> **WHAT THE TASK ASKS**: Write what comes next in the forum question about counting shared column values across R data frames, starting right after its last line of example code.

> **GIVEN PASSAGE**:
2

I have a list L containing dataframes L=(A,B,C,D). Each dataframe has a column z. I would like to perform a set intersection of values in column z and count the numbers for each pairwise comparison of the dataframes in the list. (i.e. values that are shared) Such that I get a final matrix

  A B C D 
A  
B 
C   
D

Where the values of the matrix contain the sum of the number of shared values. I am not sure which is the most idiomatic way to implement this using R. I could do a for loop where I start with the first member of the list, extract the values of column z perform a set intersection and populate an empty matrix. But there could be better more efficient approach.

Any ideas and implementations?

Example:

df1 <- data.frame(z=c(1,2,3),s=c(4,5,6))
df2 <- data.frame(z=c(3,2,4),s=c(6,5,4))
my.list <- list(df1, df2)

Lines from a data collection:
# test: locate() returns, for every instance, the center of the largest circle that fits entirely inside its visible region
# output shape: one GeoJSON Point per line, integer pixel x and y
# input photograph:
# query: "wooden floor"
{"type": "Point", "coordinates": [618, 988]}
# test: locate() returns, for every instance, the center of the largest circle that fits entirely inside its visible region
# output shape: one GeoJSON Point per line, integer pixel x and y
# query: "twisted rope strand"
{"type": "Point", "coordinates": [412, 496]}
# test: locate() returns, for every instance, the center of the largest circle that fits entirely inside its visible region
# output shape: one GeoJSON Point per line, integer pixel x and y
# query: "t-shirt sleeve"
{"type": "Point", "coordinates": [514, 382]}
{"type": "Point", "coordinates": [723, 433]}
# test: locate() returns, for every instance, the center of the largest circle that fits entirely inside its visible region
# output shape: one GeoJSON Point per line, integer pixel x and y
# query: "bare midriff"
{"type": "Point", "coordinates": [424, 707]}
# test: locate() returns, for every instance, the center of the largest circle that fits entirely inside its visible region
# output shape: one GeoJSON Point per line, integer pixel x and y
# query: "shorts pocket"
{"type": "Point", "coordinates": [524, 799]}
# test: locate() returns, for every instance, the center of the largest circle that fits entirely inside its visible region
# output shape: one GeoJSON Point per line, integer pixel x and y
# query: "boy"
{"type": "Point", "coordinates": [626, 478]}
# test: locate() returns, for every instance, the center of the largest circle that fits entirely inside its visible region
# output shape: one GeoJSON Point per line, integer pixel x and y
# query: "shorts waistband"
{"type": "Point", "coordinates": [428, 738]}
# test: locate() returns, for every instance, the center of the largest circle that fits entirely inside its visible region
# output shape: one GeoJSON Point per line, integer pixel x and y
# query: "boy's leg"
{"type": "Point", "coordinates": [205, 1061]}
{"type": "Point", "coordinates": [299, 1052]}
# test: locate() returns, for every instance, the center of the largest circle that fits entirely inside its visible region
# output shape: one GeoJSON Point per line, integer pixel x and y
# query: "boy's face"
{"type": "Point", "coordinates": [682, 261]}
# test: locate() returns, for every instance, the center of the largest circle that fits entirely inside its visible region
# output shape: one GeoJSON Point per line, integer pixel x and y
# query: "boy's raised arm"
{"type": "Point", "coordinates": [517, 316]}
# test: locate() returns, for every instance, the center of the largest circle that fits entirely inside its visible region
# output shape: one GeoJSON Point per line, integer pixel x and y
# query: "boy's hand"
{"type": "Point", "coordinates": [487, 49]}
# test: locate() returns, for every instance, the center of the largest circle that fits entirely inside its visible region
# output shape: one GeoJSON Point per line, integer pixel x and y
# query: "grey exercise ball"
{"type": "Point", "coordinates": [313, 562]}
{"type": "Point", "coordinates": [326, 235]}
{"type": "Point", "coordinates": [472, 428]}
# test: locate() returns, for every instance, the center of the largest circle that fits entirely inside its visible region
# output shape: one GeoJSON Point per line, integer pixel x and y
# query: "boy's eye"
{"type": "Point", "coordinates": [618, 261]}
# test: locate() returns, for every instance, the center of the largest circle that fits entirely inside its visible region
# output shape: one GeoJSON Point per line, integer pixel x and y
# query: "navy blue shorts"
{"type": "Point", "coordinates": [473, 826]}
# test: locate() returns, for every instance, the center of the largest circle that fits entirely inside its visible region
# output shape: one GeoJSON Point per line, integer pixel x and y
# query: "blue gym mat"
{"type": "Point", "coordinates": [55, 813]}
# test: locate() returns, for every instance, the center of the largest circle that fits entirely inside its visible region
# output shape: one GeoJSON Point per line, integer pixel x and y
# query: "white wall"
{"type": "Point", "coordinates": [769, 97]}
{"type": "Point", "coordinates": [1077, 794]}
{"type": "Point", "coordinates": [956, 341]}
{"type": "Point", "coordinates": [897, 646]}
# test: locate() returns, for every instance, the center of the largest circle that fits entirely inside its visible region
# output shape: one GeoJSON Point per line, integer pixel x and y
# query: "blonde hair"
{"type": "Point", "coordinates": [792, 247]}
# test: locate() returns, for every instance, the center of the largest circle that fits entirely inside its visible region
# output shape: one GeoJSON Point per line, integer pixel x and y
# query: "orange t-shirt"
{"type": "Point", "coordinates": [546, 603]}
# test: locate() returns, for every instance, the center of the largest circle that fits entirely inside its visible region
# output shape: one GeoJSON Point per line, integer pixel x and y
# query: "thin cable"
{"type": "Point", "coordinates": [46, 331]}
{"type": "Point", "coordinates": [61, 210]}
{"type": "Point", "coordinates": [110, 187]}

> **ANSWER TO THIS TASK**:
expected output

    df1 df2
df1  3  2
df2  2  3
eastafri
  • 2,186
  • 2
  • 23
  • 34
  • Sorry if my layman description is not terse enough. I hope you get the idea. I just want to get values that are shared in column z by comparing each df. So in the first instance you would take intersect(df1$z,df2$z) and so on to produce the matrix – eastafri Jun 03 '16 at 19:10
  • 1
    This might interest you: http://stackoverflow.com/q/17598134/ – Frank Jun 03 '16 at 19:20

1 Answers1

2

You can possibly try the outer function:

outer(my.list, my.list, function(x, y) Map(function(i, j) length(intersect(i$z, j$z)), x, y))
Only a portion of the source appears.